What to do. Those lines of the data that hold the word "porch" are to be copied out.

Listed entries Start Marker

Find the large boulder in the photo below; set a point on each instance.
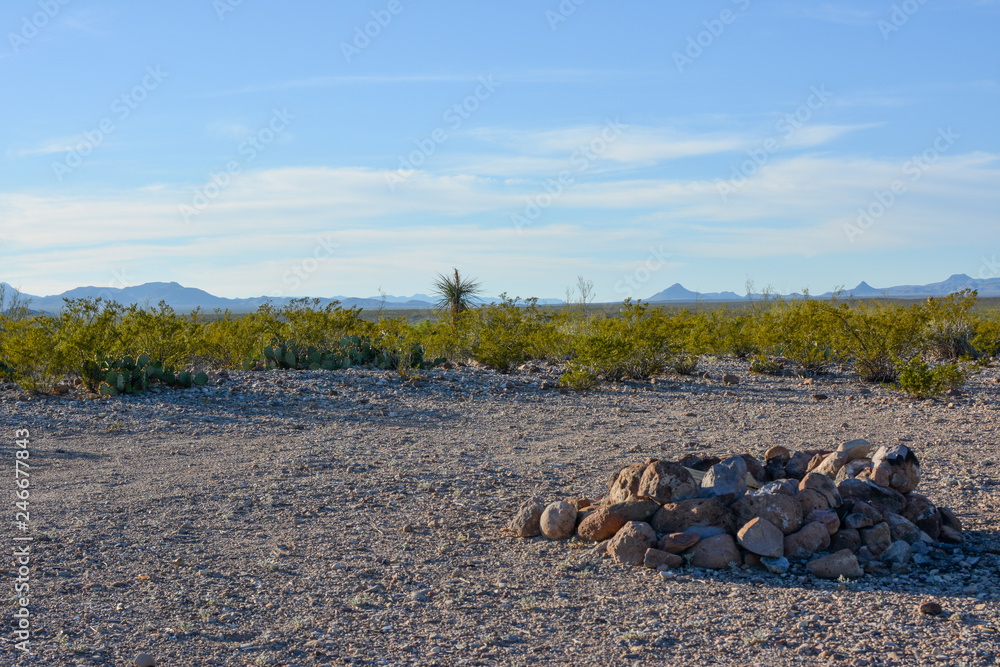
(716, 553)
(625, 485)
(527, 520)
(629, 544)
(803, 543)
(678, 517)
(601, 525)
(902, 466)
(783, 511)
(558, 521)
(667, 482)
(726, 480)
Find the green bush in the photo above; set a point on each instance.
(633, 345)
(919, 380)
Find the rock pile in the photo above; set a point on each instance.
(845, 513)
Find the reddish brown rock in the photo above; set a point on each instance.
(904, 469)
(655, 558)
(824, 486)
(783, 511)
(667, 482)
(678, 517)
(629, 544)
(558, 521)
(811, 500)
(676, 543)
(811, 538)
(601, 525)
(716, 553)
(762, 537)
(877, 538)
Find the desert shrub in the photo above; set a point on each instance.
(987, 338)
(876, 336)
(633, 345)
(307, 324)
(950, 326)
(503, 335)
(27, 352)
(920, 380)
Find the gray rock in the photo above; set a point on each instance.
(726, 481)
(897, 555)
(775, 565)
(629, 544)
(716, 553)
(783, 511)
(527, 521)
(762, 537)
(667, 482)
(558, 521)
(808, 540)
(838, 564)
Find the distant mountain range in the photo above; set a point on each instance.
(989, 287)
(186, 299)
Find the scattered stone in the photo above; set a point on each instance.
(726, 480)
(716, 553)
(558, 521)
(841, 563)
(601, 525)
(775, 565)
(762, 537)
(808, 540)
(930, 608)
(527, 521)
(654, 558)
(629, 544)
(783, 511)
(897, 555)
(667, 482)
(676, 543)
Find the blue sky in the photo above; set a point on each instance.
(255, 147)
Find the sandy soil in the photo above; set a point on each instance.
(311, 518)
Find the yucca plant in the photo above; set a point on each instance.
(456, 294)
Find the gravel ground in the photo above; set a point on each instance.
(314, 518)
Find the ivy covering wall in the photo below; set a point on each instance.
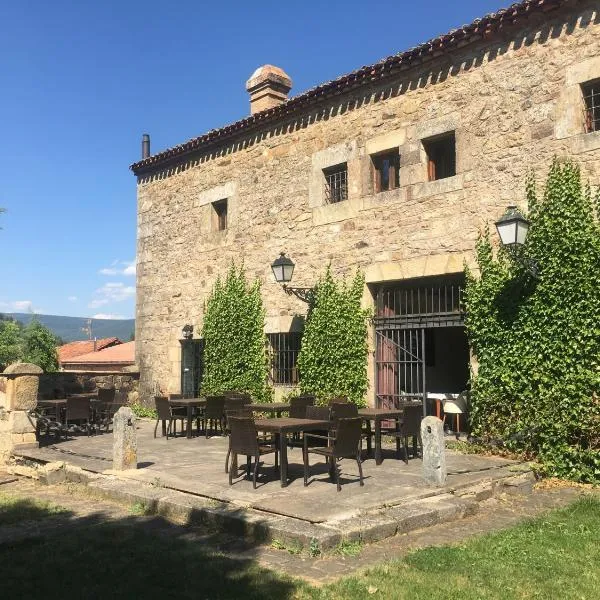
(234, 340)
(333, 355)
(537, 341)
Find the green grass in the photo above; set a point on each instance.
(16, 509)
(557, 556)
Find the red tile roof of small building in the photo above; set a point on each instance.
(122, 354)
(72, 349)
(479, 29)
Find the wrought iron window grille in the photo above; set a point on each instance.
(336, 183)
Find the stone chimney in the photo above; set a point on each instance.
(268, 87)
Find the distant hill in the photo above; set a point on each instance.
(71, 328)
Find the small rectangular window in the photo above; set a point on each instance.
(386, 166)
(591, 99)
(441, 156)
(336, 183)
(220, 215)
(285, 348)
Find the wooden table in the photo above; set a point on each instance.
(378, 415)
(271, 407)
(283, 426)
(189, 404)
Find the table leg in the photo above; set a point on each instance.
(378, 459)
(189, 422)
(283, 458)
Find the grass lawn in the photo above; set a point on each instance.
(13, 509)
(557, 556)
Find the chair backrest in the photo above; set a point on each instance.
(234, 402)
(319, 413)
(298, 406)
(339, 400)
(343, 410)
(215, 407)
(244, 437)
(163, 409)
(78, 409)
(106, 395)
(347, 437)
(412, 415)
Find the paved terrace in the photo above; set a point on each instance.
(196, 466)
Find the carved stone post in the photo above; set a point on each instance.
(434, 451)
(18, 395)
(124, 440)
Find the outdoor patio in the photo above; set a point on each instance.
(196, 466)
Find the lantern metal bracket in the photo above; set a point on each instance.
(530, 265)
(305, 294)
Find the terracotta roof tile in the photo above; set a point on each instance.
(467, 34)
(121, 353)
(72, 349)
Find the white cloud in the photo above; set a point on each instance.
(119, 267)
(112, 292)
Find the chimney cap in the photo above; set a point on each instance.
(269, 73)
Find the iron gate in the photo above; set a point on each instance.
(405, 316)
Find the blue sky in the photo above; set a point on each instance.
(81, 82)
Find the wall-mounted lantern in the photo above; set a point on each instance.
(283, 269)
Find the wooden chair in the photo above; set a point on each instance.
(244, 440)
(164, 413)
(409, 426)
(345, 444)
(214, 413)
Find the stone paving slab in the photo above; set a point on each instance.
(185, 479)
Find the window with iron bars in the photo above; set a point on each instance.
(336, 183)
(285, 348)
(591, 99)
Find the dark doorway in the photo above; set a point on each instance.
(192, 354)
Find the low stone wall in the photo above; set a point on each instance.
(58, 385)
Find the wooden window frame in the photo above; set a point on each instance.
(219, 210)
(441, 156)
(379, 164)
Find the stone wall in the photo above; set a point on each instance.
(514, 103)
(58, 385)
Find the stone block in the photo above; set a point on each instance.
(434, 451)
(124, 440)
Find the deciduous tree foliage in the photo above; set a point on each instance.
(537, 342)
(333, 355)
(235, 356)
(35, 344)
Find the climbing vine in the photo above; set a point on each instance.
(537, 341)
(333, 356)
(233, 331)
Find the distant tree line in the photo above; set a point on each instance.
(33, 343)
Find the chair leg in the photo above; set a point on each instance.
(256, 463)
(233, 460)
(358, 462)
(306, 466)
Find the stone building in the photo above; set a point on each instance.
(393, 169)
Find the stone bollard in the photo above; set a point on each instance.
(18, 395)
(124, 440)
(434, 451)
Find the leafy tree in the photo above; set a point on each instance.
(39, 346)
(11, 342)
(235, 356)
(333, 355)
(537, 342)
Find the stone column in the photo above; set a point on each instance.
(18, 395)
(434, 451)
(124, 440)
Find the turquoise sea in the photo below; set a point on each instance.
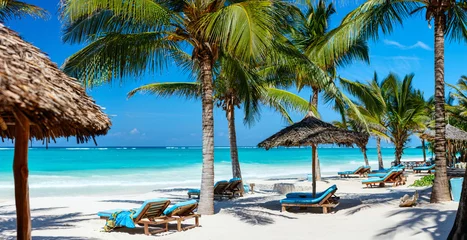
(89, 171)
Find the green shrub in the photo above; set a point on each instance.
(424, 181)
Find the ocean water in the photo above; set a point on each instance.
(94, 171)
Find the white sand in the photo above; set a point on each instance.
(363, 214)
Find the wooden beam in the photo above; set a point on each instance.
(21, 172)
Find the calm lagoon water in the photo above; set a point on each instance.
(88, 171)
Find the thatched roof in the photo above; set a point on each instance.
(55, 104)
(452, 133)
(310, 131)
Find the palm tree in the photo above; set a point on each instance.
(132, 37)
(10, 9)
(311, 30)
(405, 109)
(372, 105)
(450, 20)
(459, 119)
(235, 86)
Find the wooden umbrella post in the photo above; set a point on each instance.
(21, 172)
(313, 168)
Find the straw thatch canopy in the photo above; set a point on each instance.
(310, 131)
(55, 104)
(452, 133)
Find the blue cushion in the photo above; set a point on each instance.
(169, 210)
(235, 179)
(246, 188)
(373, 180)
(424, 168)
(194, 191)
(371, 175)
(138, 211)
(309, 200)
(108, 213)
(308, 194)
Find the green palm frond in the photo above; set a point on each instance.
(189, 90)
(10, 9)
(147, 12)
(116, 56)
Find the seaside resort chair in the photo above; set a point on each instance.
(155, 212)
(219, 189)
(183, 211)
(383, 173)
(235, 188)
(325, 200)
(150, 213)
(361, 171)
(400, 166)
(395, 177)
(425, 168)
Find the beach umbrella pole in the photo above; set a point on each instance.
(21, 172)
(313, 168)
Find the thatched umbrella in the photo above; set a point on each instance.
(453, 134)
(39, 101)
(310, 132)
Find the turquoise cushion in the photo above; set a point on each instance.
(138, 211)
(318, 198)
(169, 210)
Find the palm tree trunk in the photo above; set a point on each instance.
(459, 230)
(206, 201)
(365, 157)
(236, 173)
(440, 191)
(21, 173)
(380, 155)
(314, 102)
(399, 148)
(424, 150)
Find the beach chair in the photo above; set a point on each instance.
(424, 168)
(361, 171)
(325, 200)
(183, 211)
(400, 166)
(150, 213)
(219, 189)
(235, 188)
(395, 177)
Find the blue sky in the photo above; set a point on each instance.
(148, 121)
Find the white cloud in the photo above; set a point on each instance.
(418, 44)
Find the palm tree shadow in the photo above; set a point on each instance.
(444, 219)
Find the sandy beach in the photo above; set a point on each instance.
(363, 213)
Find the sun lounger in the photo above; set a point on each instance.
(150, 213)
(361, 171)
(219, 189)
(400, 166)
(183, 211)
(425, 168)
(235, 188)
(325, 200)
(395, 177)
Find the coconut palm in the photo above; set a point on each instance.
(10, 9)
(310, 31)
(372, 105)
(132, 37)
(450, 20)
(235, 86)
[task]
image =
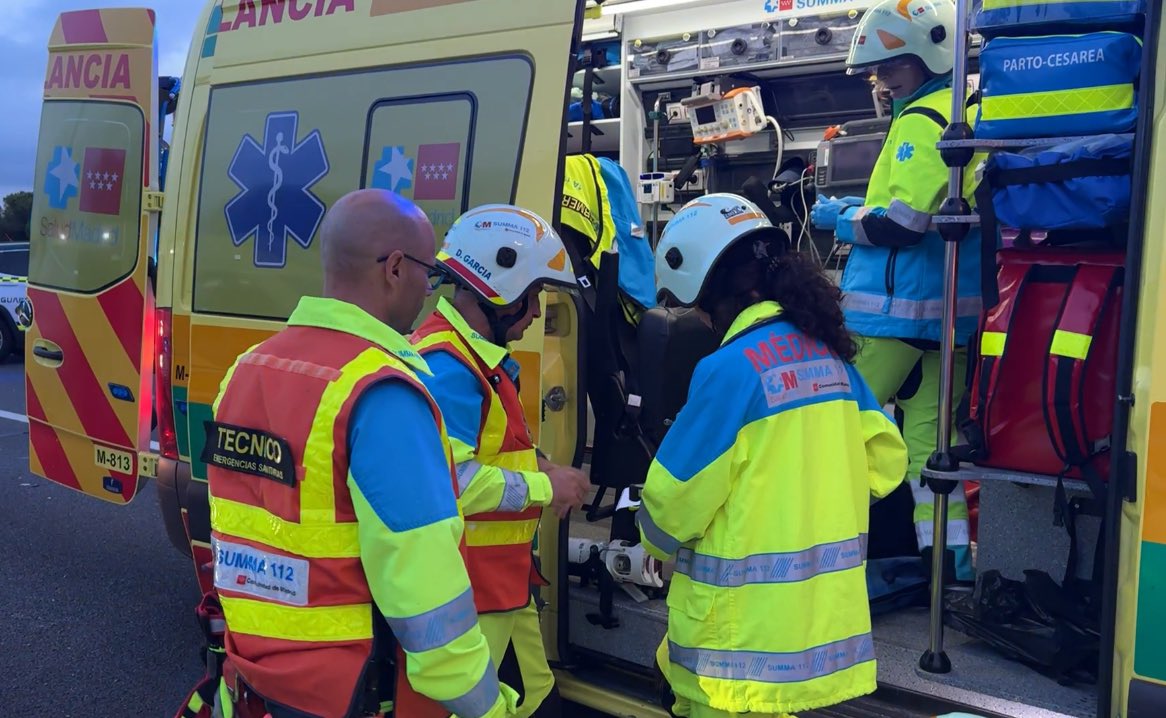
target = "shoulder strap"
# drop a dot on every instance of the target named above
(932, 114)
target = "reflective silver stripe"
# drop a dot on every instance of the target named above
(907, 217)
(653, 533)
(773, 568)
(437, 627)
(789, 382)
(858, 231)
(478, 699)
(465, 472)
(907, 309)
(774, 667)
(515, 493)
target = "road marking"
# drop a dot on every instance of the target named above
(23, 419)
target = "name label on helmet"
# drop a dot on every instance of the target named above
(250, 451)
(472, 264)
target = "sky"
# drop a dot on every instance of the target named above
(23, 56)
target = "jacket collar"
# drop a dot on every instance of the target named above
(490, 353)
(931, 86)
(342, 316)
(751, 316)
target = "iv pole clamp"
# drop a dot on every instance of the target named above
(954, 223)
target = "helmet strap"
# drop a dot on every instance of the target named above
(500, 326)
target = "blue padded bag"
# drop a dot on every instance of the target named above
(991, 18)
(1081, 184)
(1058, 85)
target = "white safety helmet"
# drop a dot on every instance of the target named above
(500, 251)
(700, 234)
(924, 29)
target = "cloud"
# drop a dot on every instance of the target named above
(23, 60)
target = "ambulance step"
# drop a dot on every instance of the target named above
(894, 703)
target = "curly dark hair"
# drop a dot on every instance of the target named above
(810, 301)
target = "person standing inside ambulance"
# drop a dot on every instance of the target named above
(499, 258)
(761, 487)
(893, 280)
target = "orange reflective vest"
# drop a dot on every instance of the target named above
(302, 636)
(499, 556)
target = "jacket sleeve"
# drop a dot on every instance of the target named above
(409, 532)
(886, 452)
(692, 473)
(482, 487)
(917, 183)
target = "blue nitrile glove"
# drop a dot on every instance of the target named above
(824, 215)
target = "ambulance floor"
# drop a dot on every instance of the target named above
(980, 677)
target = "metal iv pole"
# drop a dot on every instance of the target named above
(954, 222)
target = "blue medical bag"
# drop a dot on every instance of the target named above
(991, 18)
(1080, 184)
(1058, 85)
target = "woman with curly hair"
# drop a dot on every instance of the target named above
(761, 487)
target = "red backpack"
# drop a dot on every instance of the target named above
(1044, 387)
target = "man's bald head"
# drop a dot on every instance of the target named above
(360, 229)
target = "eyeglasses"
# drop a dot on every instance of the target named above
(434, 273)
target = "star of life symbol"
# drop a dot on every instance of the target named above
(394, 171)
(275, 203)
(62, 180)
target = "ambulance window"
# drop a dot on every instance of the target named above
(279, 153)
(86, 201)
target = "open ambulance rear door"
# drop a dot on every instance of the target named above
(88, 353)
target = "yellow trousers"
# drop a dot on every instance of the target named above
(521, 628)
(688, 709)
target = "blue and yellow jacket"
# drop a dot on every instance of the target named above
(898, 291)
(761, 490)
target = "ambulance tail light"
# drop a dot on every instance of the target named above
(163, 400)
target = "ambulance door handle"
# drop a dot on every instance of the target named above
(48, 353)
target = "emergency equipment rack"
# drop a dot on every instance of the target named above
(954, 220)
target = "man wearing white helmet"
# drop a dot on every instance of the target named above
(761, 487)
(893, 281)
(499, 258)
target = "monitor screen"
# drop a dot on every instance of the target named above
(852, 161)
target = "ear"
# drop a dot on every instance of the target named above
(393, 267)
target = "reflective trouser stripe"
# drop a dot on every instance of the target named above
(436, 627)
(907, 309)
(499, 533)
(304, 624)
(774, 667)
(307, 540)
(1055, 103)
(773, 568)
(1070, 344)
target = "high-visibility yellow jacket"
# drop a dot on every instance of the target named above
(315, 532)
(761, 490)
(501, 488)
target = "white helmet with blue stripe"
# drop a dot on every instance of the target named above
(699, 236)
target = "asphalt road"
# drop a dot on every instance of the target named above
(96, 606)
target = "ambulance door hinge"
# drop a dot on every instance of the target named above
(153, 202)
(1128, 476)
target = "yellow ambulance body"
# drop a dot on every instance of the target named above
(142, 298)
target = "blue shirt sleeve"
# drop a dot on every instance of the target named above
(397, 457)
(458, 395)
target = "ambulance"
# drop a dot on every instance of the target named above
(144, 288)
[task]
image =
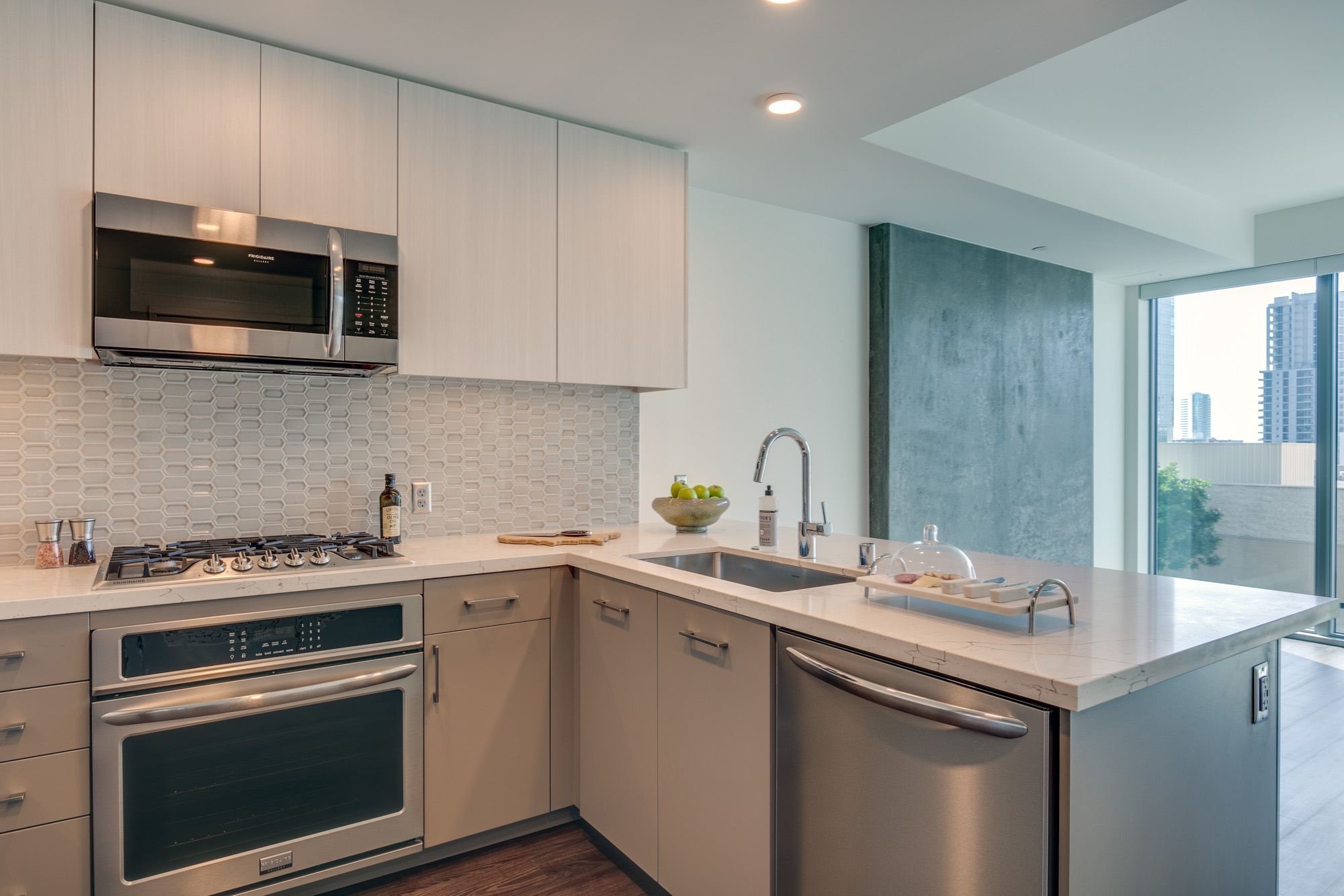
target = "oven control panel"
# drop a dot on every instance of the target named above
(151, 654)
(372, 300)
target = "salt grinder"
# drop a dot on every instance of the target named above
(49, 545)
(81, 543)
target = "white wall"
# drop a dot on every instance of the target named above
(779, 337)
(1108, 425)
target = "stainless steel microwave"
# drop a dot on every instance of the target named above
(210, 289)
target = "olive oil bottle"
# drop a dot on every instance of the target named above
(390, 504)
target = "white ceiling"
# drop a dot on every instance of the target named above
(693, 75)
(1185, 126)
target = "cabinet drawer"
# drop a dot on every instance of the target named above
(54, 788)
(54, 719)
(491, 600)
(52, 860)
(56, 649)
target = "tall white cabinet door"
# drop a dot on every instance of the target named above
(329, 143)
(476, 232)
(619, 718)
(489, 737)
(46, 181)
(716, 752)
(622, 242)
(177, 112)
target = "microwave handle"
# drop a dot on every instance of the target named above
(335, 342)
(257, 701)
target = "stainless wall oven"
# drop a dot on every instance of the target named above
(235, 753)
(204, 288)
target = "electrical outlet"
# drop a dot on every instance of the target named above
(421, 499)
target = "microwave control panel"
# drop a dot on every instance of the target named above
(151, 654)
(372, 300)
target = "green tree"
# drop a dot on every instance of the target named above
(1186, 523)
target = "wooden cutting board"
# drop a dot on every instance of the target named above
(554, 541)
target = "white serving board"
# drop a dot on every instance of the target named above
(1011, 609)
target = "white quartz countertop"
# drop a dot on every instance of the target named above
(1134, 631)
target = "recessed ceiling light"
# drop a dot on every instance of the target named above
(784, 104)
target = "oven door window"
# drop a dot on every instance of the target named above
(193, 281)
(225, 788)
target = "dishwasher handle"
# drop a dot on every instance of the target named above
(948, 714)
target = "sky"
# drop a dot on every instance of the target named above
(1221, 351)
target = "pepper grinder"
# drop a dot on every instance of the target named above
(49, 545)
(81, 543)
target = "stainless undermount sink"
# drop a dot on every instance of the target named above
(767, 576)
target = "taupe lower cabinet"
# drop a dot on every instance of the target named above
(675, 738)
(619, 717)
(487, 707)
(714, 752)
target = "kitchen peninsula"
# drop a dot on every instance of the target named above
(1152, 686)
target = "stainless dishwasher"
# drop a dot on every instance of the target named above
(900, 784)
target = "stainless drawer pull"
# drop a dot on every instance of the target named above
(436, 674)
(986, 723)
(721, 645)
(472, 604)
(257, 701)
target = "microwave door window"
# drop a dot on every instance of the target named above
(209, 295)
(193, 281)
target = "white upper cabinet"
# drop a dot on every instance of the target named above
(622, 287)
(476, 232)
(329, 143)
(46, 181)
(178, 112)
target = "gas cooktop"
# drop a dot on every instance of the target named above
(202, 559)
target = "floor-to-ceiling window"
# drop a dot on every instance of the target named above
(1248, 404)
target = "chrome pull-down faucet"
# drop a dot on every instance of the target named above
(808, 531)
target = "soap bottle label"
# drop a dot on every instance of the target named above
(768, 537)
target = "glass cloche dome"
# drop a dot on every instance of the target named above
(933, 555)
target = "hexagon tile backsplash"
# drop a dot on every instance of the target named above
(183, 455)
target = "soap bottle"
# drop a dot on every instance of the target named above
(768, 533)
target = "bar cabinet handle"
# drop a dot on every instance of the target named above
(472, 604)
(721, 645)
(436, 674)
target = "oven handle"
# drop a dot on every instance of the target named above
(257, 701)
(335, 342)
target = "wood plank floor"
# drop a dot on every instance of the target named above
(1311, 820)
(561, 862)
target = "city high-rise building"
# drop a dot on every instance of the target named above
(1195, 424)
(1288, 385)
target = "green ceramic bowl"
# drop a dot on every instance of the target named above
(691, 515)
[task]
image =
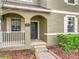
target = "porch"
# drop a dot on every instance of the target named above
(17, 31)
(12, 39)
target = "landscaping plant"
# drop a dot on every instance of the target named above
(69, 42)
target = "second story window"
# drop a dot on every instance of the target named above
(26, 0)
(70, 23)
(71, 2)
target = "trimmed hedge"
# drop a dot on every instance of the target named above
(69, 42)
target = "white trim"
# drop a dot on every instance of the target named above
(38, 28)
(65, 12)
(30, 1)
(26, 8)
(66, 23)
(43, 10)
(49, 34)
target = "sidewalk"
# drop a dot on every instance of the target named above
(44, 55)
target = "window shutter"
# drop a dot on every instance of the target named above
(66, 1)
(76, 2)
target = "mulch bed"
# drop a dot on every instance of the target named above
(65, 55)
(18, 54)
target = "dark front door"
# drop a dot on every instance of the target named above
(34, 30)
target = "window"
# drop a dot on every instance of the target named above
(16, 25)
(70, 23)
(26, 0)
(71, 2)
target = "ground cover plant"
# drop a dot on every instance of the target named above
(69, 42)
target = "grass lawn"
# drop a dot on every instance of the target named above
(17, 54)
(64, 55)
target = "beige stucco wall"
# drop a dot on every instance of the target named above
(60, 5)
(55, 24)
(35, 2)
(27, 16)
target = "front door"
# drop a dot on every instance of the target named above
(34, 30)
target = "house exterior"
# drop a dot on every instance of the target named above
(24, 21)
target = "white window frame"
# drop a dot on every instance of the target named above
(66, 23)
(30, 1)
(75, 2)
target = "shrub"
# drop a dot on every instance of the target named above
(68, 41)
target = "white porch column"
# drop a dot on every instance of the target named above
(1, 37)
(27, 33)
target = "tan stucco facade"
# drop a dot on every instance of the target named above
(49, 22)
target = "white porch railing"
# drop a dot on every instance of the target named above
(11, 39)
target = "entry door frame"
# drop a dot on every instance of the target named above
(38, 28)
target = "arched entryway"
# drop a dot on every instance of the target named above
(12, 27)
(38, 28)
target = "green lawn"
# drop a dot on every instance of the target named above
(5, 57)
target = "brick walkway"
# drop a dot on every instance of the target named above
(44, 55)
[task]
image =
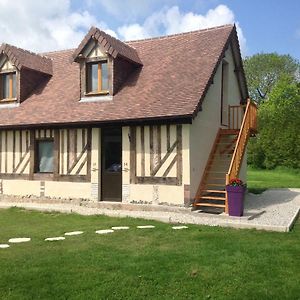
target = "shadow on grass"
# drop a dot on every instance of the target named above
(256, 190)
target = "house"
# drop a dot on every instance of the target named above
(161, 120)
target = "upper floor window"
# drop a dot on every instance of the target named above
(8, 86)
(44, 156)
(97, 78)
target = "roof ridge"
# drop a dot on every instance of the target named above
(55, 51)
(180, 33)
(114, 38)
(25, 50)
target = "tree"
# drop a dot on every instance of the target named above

Listed entries End Marker

Your solution.
target = "porch"
target = "white porch column"
target = "white porch railing"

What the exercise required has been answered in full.